Dataset rows:
• • • •

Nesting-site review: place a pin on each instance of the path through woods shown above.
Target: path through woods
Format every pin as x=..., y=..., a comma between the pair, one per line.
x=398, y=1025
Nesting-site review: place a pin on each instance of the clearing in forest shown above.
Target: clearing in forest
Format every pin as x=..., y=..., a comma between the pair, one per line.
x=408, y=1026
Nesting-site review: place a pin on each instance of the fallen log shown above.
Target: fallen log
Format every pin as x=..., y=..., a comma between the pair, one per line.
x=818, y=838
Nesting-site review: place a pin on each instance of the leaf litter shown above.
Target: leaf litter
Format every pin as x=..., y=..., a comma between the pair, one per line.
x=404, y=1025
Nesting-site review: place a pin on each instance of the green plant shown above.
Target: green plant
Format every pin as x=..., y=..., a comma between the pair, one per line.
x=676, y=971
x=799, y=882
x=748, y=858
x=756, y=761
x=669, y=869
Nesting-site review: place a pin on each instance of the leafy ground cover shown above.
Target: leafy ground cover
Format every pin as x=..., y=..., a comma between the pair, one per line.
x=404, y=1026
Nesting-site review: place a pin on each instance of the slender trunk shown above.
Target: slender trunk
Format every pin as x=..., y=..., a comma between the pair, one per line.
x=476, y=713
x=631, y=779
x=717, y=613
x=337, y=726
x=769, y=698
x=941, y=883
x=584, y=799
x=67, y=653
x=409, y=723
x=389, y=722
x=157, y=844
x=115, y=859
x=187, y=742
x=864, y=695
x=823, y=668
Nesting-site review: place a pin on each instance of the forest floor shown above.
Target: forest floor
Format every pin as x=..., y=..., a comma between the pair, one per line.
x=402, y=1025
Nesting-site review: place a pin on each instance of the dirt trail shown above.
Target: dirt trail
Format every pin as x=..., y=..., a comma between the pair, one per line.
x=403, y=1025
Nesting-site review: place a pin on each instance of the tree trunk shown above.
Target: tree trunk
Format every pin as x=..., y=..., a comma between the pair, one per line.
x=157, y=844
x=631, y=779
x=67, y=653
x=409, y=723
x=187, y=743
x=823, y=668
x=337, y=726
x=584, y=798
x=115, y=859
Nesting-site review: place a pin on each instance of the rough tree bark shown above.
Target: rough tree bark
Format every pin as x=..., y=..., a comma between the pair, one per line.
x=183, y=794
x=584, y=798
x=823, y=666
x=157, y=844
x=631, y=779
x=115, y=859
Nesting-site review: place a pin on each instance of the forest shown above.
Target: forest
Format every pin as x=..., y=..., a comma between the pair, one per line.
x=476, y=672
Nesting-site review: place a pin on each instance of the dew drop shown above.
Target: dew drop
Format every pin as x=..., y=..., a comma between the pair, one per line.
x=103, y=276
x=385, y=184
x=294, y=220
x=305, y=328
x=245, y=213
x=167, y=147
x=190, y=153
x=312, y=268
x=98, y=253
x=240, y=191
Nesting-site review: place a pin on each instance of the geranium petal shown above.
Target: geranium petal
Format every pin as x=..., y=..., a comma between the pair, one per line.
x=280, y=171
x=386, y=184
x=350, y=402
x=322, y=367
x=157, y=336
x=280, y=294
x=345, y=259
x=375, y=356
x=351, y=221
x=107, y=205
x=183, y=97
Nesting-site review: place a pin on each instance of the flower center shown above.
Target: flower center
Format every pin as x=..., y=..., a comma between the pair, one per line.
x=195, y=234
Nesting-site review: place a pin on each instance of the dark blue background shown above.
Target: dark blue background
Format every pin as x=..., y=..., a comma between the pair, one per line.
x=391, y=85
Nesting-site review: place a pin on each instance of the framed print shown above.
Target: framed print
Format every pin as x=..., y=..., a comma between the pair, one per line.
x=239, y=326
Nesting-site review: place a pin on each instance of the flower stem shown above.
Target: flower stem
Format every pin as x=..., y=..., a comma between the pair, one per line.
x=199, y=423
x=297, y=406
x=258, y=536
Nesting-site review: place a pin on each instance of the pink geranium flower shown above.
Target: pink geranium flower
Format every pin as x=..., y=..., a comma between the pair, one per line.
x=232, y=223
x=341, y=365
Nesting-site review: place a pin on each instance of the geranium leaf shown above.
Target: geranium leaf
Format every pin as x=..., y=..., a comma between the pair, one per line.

• • • •

Problem details: Print the records above exactly as they appear.

The answer:
Nesting-site review: place a pin on each instance of the path through woods shown above.
Target: path through woods
Format every pin as x=..., y=..., a comma between the pair, one per line.
x=398, y=1025
Nesting-site review: place a pin on each instance of the clearing in forest shown above.
Target: clearing in forest
Format every pin as x=..., y=..., a comma between the pair, one per line.
x=408, y=1026
Nesting-site review: place a pin on each instance of the fallen log shown above.
Target: fallen log
Format every pin as x=..., y=..., a comma between the pair, one per line.
x=818, y=838
Nesting-site review: place a pin on each instance of the leaf litter shown above.
Target: leaf litter
Format every pin as x=..., y=..., a comma between the pair, one per line.
x=404, y=1025
Nesting-site review: place a pin on each instance of the green plant shown above.
Target: green plant
Format every pin as x=..., y=..., a comma between the pair, one per line.
x=676, y=971
x=799, y=882
x=748, y=858
x=756, y=761
x=669, y=869
Nesting-site review: place a pin on each instance of the leafy ground cover shown above.
Target: leafy ground cover
Format every pin as x=..., y=..., a comma between the pair, one per line.
x=404, y=1026
Nesting-site review: place a pin on each instance of the slender trunk shown above.
Target: slender trunk
Format every pin as x=..., y=..., a comma between the pair, one per line.
x=476, y=713
x=631, y=779
x=717, y=613
x=337, y=726
x=769, y=698
x=941, y=883
x=584, y=799
x=67, y=653
x=409, y=723
x=389, y=722
x=157, y=844
x=115, y=859
x=187, y=742
x=864, y=695
x=823, y=668
Nesting-site review: place a pin on each instance of the forest floor shown above.
Target: forest floor
Format every pin as x=..., y=..., a comma between the pair, one per line.
x=402, y=1025
Nesting-site review: place a pin on each instance of the dirt trail shown above.
Target: dirt trail
Format every pin as x=..., y=..., a comma between the pair, one per line.
x=403, y=1025
Nesting-site review: place a pin on each instance of the tree trunk shown above.
Target: tree trunk
Format every pin as x=..., y=..., a comma between the pair, one per line.
x=157, y=844
x=631, y=779
x=67, y=653
x=409, y=723
x=187, y=743
x=823, y=668
x=337, y=726
x=584, y=798
x=115, y=859
Nesting-site review: place a pin on each instance of the rough tree bark shown above.
Target: rough tree bark
Format every pin as x=..., y=..., a comma between the pair, one per line.
x=183, y=794
x=584, y=798
x=823, y=666
x=157, y=844
x=631, y=779
x=115, y=859
Nesting-site review: place a pin on each instance of the forest shown above.
Target: forest
Format every pin as x=..., y=..., a comma between the pair, one per line.
x=476, y=672
Nesting-site review: place a pin on each instance of the dew drop shown above.
Target: dew drop
Format every pin as x=..., y=..., a comma between the pair, one per line.
x=103, y=276
x=385, y=184
x=294, y=220
x=305, y=328
x=245, y=213
x=167, y=147
x=190, y=153
x=312, y=268
x=98, y=253
x=240, y=191
Nesting-site review: place a pin on each instance of the geranium petal shown above.
Target: geranium petal
Format every pin as x=..., y=..., a comma between the pair, one per line.
x=280, y=171
x=386, y=184
x=350, y=402
x=322, y=367
x=157, y=336
x=280, y=294
x=345, y=259
x=375, y=356
x=351, y=221
x=107, y=205
x=183, y=97
Nesting-site review: place a pin on each instance of the flower center shown above.
Target: flower center
Format every pin as x=..., y=..., a comma between the pair, one per line.
x=195, y=234
Nesting-site review: place a pin on each instance of the dark blue background shown above.
Target: dark blue background
Format every pin as x=..., y=..., a comma between the pair, one per line.
x=391, y=85
Nesting-site review: place a pin on each instance of the framed print shown above.
Target: framed print
Format every pin as x=..., y=..., a comma between the pair, one per line.
x=239, y=326
Nesting-site review: place a pin on each instance of the flower stem shown above.
Target: flower stem
Format every pin as x=..., y=..., a comma between the pair, one per line.
x=199, y=423
x=297, y=406
x=258, y=536
Nesting-site review: place a pin on each instance of the pink geranium flower shown above.
Target: pink geranium flower
Format every pin as x=..., y=..., a comma between the pair, one per line.
x=232, y=223
x=341, y=365
Nesting-site review: place a pin on each instance of the geranium leaf shown above.
Target: geranium leaf
Format every pin as x=..., y=..., a comma between the pair, one per line.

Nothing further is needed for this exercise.